- **TEXT TO READ**
+===+

# BenC's Lawn Foibles



## BenC (Mar 27, 2018)

Few photos of my mishaps for the day: I hadn't edged the driveway all year and had a solid 2" strip of turf along the drive that I dug and transplanted, and it finally clicked that I should have been top dressing my plugs and sprigs all season. What a knuckle-dragger! I started topdressing everything with leftover sand from the brick guys, milorganite, and a lil' triple10. Also filling in a low spot between the house and my new garage. Scraped the root mat off and have pretty clean sand in the woods- we'll see what kind of crazy weeds pop up.








We'll see how good I do keeping up with a lawn journal. Buckle up!


----------



## BenC (Mar 27, 2018)

I may have hit the pool a few times with the backhoe- whoops!


----------



## BenC (Mar 27, 2018)

Some topdressed plugs


Couple shots of the cut. This is the second mow on the toro rotary with fresh sharpen. Will watch to see how frequent the blade needs sharpened




Been cutting high with the rotary, and holding back on irrigation a little, hasn't rained in a week. Roots should really be sinking down low now


Got given a couple of old jugs of glucoheptonate iron, not expecting this stuff to still be good, we'll see. Plan on putting some out soon


----------



## BenC (Mar 27, 2018)

To do list:
Start getting potassium in place
Iron spray
Last Nitrogen app of season
Another roundup app on bare ground
Level area between house and garage


----------



## Colonel K0rn (Jul 4, 2017)

I know someone who has a good price on a 20 gallon tow-behind sprayer :wink:


----------



## BenC (Mar 27, 2018)

SOLD


----------



## BenC (Mar 27, 2018)

Fifth mow with newly sharpened blades on the rotary and they are for sure dull.
Put a raft load of inputs down yesterday. Big ups @Colonel K0rn !!
0-0-21, 10-10-10, gypsum went on dry.. Prodiamine, humic, fulvic, iron went on wet. Only thing I have left to put this year is some pyrethroid and imidacloprid. 
Not sure if I should be working on my top dressing pre dormancy or if i should just wait and hit it hard after spring green up. Idk


----------



## Colonel K0rn (Jul 4, 2017)

Thanks for having me over @BenC. It was great to meet the rest of the family. I have to say that you're quite a griller, those bratwurst sure were tasty and stayed nuclear hot off of the grill. I'm curious to see how the yard is going to look in a week, considering we're about to get dumped on with Michael... hope it's not like Irma or Matthew. You better get the 580 out of the back 40, and make that swale pronto, otherwise all that work on the side of the house might be made unlevel again


----------



## BenC (Mar 27, 2018)

+===+

- **SUPPLIED INFORMATION**
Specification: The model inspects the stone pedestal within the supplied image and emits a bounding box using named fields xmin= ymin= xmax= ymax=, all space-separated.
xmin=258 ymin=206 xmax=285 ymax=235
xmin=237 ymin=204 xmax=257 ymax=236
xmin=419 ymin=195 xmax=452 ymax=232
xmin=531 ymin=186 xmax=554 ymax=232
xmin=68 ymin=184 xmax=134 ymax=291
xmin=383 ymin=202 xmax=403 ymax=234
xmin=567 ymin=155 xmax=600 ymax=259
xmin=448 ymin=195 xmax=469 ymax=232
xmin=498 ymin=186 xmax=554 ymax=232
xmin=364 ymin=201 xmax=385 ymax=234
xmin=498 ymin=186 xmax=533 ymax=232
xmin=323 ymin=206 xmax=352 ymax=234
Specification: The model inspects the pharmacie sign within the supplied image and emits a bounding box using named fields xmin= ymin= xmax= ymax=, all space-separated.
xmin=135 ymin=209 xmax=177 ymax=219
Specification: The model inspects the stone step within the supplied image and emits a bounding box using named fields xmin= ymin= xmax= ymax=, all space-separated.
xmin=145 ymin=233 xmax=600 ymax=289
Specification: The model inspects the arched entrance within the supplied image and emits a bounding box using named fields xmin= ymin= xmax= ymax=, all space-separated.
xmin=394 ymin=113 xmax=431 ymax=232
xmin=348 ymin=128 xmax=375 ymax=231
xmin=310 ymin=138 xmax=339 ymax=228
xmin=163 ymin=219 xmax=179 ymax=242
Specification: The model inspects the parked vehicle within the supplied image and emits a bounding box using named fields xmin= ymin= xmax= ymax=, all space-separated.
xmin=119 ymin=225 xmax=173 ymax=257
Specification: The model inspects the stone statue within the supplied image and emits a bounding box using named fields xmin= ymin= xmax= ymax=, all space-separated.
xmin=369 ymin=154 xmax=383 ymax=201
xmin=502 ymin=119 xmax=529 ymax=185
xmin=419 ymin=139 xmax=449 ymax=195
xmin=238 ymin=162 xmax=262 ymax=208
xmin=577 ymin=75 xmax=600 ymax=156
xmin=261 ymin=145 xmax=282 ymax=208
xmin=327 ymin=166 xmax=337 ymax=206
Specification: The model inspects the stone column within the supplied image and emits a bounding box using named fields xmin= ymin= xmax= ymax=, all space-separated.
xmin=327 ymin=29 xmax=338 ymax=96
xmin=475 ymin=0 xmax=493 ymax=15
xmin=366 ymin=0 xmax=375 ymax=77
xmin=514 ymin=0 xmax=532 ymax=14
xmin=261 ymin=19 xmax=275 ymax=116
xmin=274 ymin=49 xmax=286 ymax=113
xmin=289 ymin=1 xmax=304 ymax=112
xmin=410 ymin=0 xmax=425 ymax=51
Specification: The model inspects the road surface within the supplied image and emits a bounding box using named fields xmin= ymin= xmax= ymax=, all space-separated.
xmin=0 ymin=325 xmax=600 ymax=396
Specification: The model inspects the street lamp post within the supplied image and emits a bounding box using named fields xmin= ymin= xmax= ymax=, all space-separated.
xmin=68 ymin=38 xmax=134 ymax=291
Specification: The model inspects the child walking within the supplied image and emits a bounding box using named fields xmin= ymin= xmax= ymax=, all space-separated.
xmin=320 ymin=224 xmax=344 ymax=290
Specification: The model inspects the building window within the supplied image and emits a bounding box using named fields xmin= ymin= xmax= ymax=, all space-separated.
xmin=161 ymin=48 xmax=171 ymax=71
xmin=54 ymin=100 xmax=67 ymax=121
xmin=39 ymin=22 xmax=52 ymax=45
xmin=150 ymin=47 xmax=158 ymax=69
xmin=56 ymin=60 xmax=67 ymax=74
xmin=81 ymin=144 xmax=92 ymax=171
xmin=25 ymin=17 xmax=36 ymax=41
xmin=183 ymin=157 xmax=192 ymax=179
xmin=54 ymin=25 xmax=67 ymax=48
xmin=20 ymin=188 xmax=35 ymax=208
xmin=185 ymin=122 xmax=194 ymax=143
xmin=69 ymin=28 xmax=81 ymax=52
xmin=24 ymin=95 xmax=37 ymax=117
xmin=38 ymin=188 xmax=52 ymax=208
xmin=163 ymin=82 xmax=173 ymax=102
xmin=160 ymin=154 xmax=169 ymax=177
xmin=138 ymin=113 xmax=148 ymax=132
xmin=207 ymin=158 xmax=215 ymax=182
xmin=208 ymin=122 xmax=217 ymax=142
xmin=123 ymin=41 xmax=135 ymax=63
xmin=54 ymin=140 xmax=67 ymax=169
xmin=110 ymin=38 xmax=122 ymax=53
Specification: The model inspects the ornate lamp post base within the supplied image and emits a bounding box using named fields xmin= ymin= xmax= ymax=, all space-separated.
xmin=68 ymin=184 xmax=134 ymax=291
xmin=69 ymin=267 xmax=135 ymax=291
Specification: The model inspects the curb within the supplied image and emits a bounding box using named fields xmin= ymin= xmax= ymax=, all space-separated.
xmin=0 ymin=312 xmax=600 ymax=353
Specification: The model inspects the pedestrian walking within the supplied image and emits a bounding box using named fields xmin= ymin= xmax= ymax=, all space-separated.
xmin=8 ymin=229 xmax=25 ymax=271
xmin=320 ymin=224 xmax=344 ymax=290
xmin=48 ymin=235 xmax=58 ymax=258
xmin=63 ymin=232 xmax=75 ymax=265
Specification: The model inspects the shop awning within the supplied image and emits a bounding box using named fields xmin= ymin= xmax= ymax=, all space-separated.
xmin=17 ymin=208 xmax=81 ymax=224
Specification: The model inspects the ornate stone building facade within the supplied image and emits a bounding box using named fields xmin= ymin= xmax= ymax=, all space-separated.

+===+

- **TASKS TO CARRY OUT**
1. Using the lawn journal thread, mark each statement yes or no and quote the words of the thread that decide it. (a) The sand used for topdressing was left over from the brick workers. (b) The rotary blades were still sharp after the fifth mow. (c) The prodiamine was applied dry.
2. Reproduce the stretch of the lawn journal thread from "Put a raft load" through "pyrethroid and imidacloprid.", word for word.

- **RESULTS OF THE EXERCISE**
1.
(a) Yes: "leftover sand from the brick guys"
(b) No: "Fifth mow with newly sharpened blades on the rotary and they are for sure dull."
(c) No: "Prodiamine, humic, fulvic, iron went on wet."

2.
Put a raft load of inputs down yesterday. Big ups @Colonel K0rn !!
0-0-21, 10-10-10, gypsum went on dry.. Prodiamine, humic, fulvic, iron went on wet. Only thing I have left to put this year is some pyrethroid and imidacloprid.